§ TASK PROMPT:
All of the lines below should be printed again exactly as they are.
SUPPLIED RECORDS section start
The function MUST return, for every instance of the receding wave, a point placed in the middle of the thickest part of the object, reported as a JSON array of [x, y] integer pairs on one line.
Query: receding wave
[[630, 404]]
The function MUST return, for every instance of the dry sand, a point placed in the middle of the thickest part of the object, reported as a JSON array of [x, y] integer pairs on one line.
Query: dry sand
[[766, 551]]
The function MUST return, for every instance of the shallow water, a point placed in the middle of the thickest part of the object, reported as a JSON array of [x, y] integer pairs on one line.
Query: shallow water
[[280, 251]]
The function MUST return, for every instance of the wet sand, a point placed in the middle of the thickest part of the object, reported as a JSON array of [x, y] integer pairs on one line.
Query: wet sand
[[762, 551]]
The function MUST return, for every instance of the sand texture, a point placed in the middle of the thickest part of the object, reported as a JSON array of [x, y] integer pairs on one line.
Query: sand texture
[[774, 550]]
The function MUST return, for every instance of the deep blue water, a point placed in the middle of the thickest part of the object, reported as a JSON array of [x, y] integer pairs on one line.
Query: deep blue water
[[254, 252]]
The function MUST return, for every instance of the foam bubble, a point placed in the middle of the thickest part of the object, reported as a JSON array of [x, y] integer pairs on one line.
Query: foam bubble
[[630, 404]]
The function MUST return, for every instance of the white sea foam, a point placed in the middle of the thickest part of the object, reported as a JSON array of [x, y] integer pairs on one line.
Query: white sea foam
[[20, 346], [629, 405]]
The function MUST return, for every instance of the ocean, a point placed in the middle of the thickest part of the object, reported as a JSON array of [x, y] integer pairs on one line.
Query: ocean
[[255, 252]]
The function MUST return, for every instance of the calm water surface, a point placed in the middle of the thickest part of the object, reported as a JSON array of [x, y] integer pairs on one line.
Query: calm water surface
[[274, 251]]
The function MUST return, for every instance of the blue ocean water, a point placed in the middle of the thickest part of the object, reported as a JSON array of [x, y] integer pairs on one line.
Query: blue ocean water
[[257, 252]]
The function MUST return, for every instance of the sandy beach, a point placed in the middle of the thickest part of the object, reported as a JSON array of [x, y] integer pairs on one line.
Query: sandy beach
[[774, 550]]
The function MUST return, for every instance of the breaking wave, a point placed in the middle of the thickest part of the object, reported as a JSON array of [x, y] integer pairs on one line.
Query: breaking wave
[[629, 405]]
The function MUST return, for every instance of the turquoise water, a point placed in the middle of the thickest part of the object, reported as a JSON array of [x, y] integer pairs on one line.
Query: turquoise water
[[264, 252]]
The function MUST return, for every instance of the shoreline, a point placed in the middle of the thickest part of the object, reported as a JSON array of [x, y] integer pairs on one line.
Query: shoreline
SUPPLIED RECORDS section end
§ WRITTEN SOLUTION:
The function MUST return, for every instance of the receding wave, a point placed in the middle of the thickest part of the object, reported as a JSON array of [x, y] integer pairs on one line.
Query: receding wave
[[630, 404]]
The function MUST return, for every instance of the dry sand, a point placed in the middle of the thickest part of the object, reported as a JSON array of [x, y] integer pairs on one line.
Query: dry sand
[[766, 551]]
The function MUST return, for every instance of the shallow water, a point placed in the middle of the thickest part of the object, reported as a JSON array of [x, y] integer pairs on one line.
Query: shallow water
[[280, 251]]
The function MUST return, for every instance of the wet sand, a point placed in the middle of the thickest part of the object, reported as a JSON array of [x, y] integer pairs on one line.
Query: wet sand
[[762, 551]]
The function MUST return, for every instance of the sand texture, a point placed in the middle of the thickest part of the object, reported as a JSON array of [x, y] integer pairs on one line.
Query: sand texture
[[774, 550]]
The function MUST return, for every instance of the deep blue water, a point placed in the middle of the thickest part of the object, reported as a JSON array of [x, y] integer pairs on one line.
Query: deep blue water
[[254, 252]]
The function MUST return, for every instance of the foam bubble, a point placed in the middle of the thickest part of the object, reported as a JSON array of [x, y] integer pairs on one line.
Query: foam bubble
[[630, 404]]
The function MUST return, for every instance of the white sea foam, a point placed in the middle of the thickest part of the object, reported as a JSON array of [x, y] integer pairs on one line.
Query: white sea foam
[[20, 346], [629, 405]]
The function MUST return, for every instance of the ocean, a point placed in the middle of the thickest part of the object, reported as a JSON array of [x, y] integer pairs on one line.
Query: ocean
[[255, 252]]
The function MUST return, for every instance of the calm water surface, a point placed in the middle of the thickest part of the object, reported as a JSON array of [x, y] integer pairs on one line.
Query: calm water surface
[[274, 251]]
The function MUST return, for every instance of the blue ocean water, a point placed in the middle of the thickest part of the object, reported as a JSON array of [x, y] integer pairs on one line.
Query: blue ocean water
[[257, 252]]
The function MUST return, for every instance of the sandy beach, a point placed in the middle of the thickest part of the object, reported as a JSON array of [x, y] integer pairs on one line.
Query: sandy beach
[[774, 550]]
The function MUST return, for every instance of the breaking wave, a point placed in the middle of the thickest part of the object, reported as a JSON array of [x, y] integer pairs on one line.
Query: breaking wave
[[629, 405]]
The function MUST return, for every instance of the turquoise water, a point placed in the middle of the thickest part of the object, reported as a JSON array of [x, y] integer pairs on one line.
Query: turquoise water
[[264, 252]]
The function MUST return, for every instance of the shoreline, a point placed in the middle of the thickest part of the object, reported as a JSON array of [x, y] integer pairs on one line.
Query: shoreline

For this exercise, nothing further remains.